* ФРАГМЕНТ ДОКУМЕНТА *
········

Поцелуй крепко Федю. Весь мой «историзм», тяга к актуальности и все вообще диспозиции разлетелись вдребезги от сообщенья Rilke и Марининой Поэмы. Это как если бы рубашка лопнула от подъема сердца. Я сейчас совсем как шальной, кругом щепки, и родное мне существует на свете, и какое!
Пришли же мне поскорее письмо Rilke. Не сердитесь.
Ж. Л. ПАСТЕРНАК — Б. Л. ПАСТЕРНАКУ
<Мюнхен, апрель 1926>
Дорогой мой Боричка!

········

* ИМЕЮЩИЕСЯ ДАННЫЕ *
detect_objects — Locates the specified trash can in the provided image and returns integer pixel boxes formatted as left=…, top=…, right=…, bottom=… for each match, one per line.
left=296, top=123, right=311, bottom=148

········

* ВЫПОЛНИТЕ ЗАДАНИЯ *
1 > Пожалуйста, перепишите часть фрагмента документа, начиная со слов «Поцелуй крепко Федю.» и заканчивая словами «свете, и какое!», и замените в ней «рубашка» на «сорочка».
2 > Ответьте по фрагменту документа:
(а) Кого автор просит крепко поцеловать?
(б) Чьё письмо автор просит прислать поскорее?
(в) Какие место и дата указаны под строкой «Ж. Л. ПАСТЕРНАК — Б. Л. ПАСТЕРНАКУ»?

* ОТВЕТЫ К ЗАДАНИЯМ *
1 >
Поцелуй крепко Федю. Весь мой «историзм», тяга к актуальности и все вообще диспозиции разлетелись вдребезги от сообщенья Rilke и Марининой Поэмы. Это как если бы сорочка лопнула от подъема сердца. Я сейчас совсем как шальной, кругом щепки, и родное мне существует на свете, и какое!

2 >
(а) Федю.
(б) Письмо Rilke.
(в) Мюнхен, апрель 1926.